Текст для чтения:
___
Таким образом, реформа по демократизации закрепила преобладание в верхних
эшелонах Консервативной партии евроскептиков и в целом лояльных к тэтчеризму политиков, и их противостояние с коллегами, настроенными более либерально, продолжилось.
«Борьба за лидерство в Консервативной партии, – писал в те дни журнал "Экономист", –
вылилась в "гражданскую войну" из-за разногласий в отношении Европы».38 Мало что изменилось и после избрания в ноябре 2003 г. лидером Консервативной партии Майкла
Ховарда (он занял этот пост без борьбы, так как другие тори-тяжеловесы не стали выставлять свои кандидатуры). На фоне этих событий трудно судить, смогла бы партия выйти из
кризиса, если бы на выборах лидера в 2001 г. победу одержал К.Кларк. Внутрипартийные
реформы вели к увеличению роли низовых организаций, которые в своей массе были
настроены скептически к ЕС. Не исключено, что проевропейская линия Кларка усилила
бы противостояние внутри партии, но на сей раз водораздел прошёл бы не внутри парламентской фракции, а между её большинством и "массовой партией". Отсюда было рукой
подать до повторения сценария, расколовшего Лейбористскую партию в начале 1980-х гг.
Всё же внутрипартийные реформы, проведённые Уильямом Хейгом, также как и
реформы Тони Блэра, привели к укреплению позиций лидера. Теперь он не только едино38
The Economist, 25 August 2001. P. 32.
___
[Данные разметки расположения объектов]

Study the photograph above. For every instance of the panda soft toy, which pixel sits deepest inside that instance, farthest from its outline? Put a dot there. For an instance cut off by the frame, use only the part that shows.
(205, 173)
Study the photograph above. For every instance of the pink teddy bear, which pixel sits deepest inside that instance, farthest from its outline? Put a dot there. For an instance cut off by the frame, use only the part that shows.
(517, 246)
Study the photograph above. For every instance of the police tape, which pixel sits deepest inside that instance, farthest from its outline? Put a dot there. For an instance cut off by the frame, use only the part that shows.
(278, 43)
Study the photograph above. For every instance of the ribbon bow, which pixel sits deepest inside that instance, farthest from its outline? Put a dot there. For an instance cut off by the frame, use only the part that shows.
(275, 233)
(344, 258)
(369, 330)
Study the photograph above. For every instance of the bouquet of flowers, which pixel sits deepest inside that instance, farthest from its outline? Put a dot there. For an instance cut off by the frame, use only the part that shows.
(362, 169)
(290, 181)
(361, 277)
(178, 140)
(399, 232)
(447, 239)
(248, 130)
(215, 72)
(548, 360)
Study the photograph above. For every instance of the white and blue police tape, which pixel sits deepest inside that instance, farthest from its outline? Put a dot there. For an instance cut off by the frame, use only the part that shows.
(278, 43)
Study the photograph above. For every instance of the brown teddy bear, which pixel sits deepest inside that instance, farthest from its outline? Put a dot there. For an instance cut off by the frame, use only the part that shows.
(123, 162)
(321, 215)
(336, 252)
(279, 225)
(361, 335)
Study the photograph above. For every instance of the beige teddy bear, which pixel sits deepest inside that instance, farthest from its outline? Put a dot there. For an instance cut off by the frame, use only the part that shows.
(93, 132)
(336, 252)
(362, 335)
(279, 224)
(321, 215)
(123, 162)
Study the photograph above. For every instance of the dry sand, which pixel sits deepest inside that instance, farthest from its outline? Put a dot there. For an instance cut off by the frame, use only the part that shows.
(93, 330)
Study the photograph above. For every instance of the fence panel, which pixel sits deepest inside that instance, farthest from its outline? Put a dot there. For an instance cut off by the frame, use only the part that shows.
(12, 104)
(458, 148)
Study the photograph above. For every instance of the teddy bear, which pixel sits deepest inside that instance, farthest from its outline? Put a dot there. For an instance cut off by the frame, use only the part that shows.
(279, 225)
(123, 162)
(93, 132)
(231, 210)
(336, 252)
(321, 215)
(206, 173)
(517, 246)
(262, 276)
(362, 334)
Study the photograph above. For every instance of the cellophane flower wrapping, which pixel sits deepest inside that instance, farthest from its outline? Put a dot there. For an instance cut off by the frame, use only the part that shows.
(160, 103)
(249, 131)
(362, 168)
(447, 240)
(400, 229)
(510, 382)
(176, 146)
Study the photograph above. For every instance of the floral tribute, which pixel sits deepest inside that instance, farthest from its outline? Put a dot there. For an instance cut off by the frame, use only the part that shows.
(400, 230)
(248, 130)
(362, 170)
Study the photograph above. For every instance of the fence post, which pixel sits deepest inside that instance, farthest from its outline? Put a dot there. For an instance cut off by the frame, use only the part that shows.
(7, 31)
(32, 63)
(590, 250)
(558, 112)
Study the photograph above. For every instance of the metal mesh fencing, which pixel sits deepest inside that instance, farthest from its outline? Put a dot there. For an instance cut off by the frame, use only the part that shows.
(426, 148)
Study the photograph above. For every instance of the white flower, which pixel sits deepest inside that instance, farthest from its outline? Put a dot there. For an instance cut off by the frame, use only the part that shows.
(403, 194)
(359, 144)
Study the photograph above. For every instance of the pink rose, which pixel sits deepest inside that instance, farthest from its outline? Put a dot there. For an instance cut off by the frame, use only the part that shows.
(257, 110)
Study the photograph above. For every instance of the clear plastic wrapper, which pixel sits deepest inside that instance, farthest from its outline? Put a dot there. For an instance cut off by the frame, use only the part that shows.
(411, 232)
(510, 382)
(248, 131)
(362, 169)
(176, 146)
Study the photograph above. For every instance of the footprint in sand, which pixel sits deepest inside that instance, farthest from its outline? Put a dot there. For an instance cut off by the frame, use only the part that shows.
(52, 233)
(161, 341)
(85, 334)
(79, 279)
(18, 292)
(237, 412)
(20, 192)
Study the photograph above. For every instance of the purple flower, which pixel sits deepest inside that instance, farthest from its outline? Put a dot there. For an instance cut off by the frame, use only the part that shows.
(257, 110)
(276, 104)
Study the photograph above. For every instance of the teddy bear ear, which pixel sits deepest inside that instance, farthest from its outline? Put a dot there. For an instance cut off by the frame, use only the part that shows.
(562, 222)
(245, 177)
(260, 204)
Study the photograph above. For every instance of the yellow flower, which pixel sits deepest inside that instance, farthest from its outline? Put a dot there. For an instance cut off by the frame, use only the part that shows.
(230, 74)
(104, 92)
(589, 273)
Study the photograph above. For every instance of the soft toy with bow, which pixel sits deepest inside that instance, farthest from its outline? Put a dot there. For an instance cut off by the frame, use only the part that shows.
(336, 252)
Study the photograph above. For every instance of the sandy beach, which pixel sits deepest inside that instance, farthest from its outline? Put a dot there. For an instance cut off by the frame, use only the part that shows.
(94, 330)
___
Что требуется:
Можете переписать слово в слово отрывок текста о Консервативной партии, начиная со слов «Таким образом, реформа» и заканчивая словами «более либерально, продолжилось.»? Опирайтесь только на текст.

Ответ:
Таким образом, реформа по демократизации закрепила преобладание в верхних
эшелонах Консервативной партии евроскептиков и в целом лояльных к тэтчеризму политиков, и их противостояние с коллегами, настроенными более либерально, продолжилось.